# What you have to do
Copy the listing below exactly. Pictures stay out of it.

# Supplied records
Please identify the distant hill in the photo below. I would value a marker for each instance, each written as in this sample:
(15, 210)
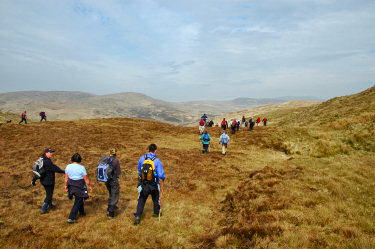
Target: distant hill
(261, 110)
(65, 105)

# Output
Please identify the distant hill in the photo below. I would value a marker for each instance, each written as in this sample:
(15, 210)
Target: distant hill
(261, 110)
(65, 105)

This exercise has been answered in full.